# start of DOCUMENT EXCERPT

It’s a view that beggars belief today, but might have been quite common at the time when PTSD was less understood. It’s clear that not only Milligan had suffered, although he was one of a few who had been helped to become comedy geniuses.
“BBC executives, Dennis Main Wilson and Peter Eaton, had similar war experience to Spike,” says Newman. “There’s a point where Peter Eaton turns on Spike – and this is absolutely true – and says, ‘You’re not alone in this, you know, we’ve all been there’. Peter Eaton was at Dunkirk, Dennis Main Wilson was one of the first people on the Normandy beaches. Not everybody made such a big deal of it like Spike, but the deal that he made of it did fuel his comedy. There’s a line in the play where somebody describes The Goons as shell shock on radio and that’s pretty much it.”
Legend has it, too, that after a performance of the play Oblomov, attended by now King Charles five times, Spike unsheathed a katana sword and asked the Queen to knight him. She declined. An incident the two writers were unaware of.
“I’m amazed that the royal family went to see Oblomov because it was such a chaotic production,” says Hislop. “I know people who did go and see it, including prior Private Eye editor Richard Ingrams, who said it was the funniest thing he’d ever seen. Spike didn’t stick to the script at all: at the moment a new character came on stage, the actors had no idea what Spike was going to say or do. Ingrams said the looks of panic were worth the price of admission on their own.”

# end of DOCUMENT EXCERPT
# start of EXTRACTED RECORDS

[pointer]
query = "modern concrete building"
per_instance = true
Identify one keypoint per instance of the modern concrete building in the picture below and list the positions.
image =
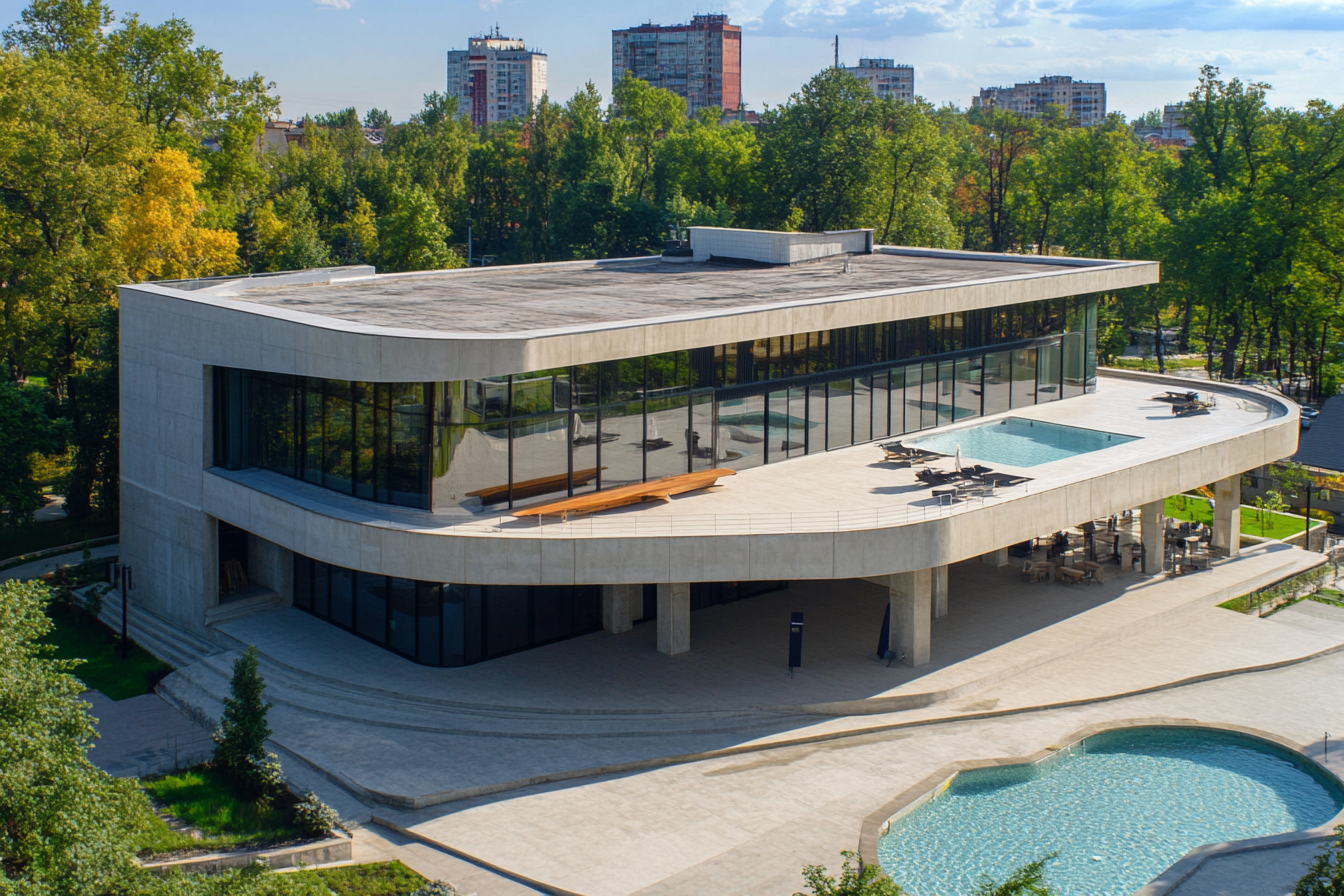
(700, 61)
(496, 78)
(356, 443)
(1083, 100)
(887, 79)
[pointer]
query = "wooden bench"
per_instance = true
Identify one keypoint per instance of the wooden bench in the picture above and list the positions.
(624, 496)
(534, 488)
(1069, 575)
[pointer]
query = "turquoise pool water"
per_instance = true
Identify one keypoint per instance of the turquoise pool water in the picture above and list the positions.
(1020, 442)
(1118, 808)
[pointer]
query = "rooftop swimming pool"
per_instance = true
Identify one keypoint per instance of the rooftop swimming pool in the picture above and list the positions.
(1118, 808)
(1018, 441)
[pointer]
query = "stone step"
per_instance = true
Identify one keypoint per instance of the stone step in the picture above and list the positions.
(163, 638)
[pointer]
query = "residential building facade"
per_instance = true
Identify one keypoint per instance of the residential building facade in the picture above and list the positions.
(700, 61)
(887, 79)
(1085, 101)
(496, 78)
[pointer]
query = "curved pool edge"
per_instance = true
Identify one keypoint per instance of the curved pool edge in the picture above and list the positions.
(932, 785)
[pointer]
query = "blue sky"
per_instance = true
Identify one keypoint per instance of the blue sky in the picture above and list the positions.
(329, 54)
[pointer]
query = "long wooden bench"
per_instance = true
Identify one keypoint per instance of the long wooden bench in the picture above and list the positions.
(534, 488)
(656, 490)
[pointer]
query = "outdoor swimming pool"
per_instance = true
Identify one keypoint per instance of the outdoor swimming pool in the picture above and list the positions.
(1020, 442)
(1118, 808)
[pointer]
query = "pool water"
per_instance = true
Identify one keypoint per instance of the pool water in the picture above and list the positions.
(1118, 808)
(1020, 442)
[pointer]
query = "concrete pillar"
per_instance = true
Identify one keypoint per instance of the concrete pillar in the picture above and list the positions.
(910, 595)
(1151, 538)
(1227, 516)
(940, 591)
(674, 618)
(617, 606)
(995, 558)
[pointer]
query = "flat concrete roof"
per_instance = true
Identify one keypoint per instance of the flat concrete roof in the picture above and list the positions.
(596, 294)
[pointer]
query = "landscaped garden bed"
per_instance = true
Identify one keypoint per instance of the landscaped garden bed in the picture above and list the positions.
(1257, 523)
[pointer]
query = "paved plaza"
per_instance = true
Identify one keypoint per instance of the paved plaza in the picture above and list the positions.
(663, 781)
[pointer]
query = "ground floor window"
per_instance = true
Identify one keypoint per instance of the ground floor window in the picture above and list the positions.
(444, 623)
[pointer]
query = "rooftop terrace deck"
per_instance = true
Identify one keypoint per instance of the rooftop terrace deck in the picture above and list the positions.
(592, 294)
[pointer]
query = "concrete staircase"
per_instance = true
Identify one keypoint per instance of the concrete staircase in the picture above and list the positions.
(159, 636)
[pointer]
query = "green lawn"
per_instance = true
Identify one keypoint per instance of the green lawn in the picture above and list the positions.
(1190, 507)
(207, 801)
(78, 636)
(38, 536)
(1151, 363)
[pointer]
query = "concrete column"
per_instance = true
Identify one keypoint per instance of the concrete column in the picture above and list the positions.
(1227, 516)
(674, 618)
(940, 591)
(995, 558)
(910, 594)
(617, 606)
(1151, 538)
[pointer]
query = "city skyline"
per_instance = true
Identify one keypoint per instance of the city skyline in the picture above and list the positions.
(331, 54)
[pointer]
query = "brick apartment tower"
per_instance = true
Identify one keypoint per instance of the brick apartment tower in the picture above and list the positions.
(496, 78)
(700, 61)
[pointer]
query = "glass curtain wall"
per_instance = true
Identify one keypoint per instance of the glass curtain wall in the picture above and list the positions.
(500, 442)
(445, 625)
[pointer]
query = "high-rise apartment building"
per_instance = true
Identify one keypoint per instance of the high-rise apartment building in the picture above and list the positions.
(497, 78)
(1083, 100)
(700, 61)
(886, 78)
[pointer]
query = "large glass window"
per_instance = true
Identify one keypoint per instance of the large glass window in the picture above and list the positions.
(493, 443)
(445, 625)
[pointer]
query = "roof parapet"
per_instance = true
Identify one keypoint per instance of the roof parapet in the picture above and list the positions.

# end of EXTRACTED RECORDS

WHAT THIS EXERCISE ASKS:
A - Using the passage on Spike Milligan, decide for each statement whether it agrees with the passage: (i) Peter Eaton was at Dunkirk; (ii) the Queen agreed to knight Spike; (iii) Richard Ingrams called Oblomov the funniest thing he had ever seen. Answer yes or no for each and quote the words of the passage that settle it.
B - Transcribe the entries from their first line through the line containing "(1069, 575)", with both of those lines included and the pictures left out.

TASK ANSWERS:
A -
(i) Yes: "Peter Eaton was at Dunkirk"
(ii) No: "She declined."
(iii) Yes: "who said it was the funniest thing he’d ever seen"

B -
[pointer]
query = "modern concrete building"
per_instance = true
Identify one keypoint per instance of the modern concrete building in the picture below and list the positions.
image =
(700, 61)
(496, 78)
(356, 443)
(1083, 100)
(887, 79)
[pointer]
query = "wooden bench"
per_instance = true
Identify one keypoint per instance of the wooden bench in the picture above and list the positions.
(624, 496)
(534, 488)
(1069, 575)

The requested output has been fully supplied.